> Stated task
Switch "water stream" to "river current" in the part of the records that opens with the line containing "Highlight white pickup truck." and closes with the line containing "left=246, top=62, right=428, bottom=400", and give only that part back with nothing else altered.

>> START Dataset content

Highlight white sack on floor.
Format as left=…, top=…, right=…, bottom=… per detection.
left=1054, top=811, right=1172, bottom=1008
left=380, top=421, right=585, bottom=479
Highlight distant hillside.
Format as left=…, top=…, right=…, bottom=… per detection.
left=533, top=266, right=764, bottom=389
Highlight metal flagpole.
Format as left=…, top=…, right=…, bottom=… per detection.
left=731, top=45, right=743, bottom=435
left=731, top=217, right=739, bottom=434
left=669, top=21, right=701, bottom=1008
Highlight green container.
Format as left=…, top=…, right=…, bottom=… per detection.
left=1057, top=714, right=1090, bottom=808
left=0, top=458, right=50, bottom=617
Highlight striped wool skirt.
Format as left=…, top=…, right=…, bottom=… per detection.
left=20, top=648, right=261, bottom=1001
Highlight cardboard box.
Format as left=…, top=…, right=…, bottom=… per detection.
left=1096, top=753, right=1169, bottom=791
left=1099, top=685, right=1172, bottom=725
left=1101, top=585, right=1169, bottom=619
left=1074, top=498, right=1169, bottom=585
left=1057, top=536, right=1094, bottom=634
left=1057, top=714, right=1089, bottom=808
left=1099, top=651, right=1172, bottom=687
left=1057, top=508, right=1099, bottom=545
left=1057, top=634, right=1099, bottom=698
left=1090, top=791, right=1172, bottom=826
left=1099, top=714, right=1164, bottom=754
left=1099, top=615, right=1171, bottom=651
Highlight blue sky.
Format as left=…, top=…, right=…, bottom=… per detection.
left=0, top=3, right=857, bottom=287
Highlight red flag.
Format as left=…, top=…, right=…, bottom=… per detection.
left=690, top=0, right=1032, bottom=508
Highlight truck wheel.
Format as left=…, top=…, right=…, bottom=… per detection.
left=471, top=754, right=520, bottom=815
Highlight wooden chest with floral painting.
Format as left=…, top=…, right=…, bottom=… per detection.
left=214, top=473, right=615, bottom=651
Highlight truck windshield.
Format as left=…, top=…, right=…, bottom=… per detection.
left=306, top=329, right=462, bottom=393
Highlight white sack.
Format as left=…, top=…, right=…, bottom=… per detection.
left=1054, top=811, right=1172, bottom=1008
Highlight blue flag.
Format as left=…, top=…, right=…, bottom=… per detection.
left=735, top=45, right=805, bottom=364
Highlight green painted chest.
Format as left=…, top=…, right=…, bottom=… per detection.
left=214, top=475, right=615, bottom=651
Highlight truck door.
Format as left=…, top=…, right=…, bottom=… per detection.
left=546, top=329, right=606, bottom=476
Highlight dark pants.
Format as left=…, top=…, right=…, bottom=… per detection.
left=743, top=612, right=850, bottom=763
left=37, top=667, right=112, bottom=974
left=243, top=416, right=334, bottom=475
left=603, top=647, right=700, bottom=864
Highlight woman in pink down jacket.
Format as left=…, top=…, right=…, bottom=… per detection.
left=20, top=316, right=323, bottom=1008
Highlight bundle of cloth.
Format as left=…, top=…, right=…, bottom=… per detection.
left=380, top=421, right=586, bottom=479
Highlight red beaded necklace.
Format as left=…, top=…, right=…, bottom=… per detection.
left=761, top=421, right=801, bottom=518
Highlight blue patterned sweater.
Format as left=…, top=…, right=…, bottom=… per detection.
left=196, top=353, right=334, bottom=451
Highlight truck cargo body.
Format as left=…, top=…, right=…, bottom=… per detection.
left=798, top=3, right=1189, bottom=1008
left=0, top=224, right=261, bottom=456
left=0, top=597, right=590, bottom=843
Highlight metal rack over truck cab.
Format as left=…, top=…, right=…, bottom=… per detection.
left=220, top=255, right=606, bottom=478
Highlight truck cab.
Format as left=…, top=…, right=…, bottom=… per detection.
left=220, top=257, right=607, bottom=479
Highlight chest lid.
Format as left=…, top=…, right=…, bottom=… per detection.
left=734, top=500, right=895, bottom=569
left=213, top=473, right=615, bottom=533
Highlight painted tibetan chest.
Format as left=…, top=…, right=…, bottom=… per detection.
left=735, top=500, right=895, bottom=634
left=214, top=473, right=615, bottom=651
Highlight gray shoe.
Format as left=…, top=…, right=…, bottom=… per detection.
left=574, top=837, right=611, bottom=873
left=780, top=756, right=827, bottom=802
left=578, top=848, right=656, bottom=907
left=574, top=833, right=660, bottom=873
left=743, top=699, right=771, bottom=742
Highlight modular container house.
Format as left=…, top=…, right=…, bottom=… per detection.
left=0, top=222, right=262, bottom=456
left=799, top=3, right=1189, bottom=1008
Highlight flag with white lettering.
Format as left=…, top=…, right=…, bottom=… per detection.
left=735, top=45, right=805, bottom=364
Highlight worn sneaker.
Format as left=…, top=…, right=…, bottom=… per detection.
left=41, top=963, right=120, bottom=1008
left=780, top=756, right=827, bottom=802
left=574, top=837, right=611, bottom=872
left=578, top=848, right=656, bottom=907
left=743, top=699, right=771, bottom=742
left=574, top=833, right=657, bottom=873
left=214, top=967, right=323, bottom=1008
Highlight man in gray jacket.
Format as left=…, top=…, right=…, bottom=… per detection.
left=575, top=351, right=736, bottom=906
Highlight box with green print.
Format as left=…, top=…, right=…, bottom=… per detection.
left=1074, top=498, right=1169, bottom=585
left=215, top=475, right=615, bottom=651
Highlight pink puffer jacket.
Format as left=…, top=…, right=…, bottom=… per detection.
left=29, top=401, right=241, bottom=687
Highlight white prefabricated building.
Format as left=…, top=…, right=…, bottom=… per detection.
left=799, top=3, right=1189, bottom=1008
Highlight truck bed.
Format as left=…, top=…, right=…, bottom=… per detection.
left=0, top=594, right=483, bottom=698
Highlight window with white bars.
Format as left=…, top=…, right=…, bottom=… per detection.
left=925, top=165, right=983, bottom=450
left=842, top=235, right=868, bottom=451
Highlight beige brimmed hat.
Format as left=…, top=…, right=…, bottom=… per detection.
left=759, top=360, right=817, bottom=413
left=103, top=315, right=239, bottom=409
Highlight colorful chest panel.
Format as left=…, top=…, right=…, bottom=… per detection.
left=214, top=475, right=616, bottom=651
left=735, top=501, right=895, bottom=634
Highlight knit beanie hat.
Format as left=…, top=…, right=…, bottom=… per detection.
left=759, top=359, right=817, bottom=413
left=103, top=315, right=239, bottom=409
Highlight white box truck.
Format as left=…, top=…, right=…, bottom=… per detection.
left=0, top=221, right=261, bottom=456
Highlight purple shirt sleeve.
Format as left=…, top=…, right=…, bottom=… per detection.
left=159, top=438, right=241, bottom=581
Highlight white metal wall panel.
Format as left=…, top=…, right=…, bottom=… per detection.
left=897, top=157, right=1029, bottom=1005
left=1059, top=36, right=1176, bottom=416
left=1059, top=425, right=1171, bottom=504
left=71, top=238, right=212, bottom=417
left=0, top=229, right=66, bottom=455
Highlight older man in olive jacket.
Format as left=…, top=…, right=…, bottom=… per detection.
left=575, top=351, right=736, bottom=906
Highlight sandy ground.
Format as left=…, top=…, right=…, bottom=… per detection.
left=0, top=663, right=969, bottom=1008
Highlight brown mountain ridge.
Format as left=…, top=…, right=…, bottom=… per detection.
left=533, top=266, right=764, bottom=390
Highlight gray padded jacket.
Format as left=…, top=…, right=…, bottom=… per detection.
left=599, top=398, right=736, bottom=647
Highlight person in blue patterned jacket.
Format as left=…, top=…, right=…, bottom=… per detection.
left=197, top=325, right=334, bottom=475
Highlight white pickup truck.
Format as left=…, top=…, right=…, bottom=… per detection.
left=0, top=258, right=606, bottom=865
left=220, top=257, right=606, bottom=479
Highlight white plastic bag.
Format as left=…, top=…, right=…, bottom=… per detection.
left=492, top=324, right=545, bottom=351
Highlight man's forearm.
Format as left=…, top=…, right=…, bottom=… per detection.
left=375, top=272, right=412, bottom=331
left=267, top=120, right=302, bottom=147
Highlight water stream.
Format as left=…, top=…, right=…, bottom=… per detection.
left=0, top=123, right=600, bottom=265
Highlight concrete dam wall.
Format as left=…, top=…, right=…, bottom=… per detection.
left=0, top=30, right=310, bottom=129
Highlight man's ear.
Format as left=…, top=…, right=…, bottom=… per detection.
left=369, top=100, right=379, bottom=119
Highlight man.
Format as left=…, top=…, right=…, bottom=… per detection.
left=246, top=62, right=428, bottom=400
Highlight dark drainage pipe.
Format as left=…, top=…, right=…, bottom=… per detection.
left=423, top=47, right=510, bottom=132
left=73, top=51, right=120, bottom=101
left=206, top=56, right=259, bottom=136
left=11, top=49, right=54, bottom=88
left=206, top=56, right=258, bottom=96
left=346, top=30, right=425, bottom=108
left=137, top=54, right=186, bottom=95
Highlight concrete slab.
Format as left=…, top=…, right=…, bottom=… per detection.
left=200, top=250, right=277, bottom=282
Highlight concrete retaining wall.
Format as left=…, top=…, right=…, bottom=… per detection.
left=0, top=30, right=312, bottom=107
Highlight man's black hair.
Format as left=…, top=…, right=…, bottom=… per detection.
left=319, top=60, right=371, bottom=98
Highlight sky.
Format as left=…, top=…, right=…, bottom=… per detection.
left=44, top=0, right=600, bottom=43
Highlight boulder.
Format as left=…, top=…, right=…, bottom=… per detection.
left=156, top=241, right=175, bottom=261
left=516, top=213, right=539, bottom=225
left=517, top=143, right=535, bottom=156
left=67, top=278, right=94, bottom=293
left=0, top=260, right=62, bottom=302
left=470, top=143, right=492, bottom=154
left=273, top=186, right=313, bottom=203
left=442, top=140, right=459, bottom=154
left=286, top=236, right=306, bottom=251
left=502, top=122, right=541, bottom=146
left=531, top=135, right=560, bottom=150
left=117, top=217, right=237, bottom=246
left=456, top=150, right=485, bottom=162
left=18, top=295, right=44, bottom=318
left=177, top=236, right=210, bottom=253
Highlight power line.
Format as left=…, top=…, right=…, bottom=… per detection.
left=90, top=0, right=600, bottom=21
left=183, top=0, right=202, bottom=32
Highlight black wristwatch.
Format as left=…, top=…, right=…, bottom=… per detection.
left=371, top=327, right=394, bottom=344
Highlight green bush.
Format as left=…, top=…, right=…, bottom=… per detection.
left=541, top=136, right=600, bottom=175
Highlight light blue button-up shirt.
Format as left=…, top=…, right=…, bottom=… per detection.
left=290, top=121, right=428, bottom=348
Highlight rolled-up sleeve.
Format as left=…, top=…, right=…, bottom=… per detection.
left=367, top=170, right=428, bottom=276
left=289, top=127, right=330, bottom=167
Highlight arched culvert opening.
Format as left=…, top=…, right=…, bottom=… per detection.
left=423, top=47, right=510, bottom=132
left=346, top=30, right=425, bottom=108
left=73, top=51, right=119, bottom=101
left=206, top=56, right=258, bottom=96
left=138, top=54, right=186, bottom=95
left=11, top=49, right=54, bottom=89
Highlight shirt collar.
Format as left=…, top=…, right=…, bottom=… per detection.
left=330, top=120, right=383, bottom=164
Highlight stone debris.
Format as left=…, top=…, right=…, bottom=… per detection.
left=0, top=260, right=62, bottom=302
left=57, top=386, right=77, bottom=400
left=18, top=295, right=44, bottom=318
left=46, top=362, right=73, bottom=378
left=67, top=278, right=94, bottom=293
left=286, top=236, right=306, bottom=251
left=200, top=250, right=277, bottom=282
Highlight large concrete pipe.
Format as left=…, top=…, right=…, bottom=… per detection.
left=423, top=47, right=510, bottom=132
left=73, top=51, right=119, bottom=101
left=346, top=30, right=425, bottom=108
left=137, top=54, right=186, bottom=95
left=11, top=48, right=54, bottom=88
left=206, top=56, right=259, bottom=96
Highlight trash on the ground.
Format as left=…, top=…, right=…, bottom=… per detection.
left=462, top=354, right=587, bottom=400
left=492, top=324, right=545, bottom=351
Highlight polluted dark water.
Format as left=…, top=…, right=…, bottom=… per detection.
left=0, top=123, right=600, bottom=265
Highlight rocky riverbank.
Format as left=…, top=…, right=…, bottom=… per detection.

>> END Dataset content

> Solved exercise
Highlight white pickup truck.
Format as left=…, top=…, right=…, bottom=… per detection.
left=0, top=258, right=606, bottom=865
left=220, top=257, right=606, bottom=479
Highlight white plastic bag.
Format as left=…, top=…, right=…, bottom=… per detection.
left=492, top=324, right=545, bottom=351
Highlight man's forearm.
Format as left=…, top=…, right=…, bottom=… per detection.
left=375, top=272, right=412, bottom=331
left=267, top=120, right=302, bottom=147
Highlight river current.
Format as left=…, top=…, right=…, bottom=… per detection.
left=0, top=123, right=600, bottom=265
Highlight concrete dam wall.
Format as left=…, top=…, right=…, bottom=… per detection.
left=0, top=30, right=310, bottom=129
Highlight man's ear.
Format as left=…, top=…, right=…, bottom=… per detection.
left=369, top=100, right=379, bottom=119
Highlight man.
Format as left=…, top=…, right=…, bottom=… per detection.
left=246, top=62, right=428, bottom=400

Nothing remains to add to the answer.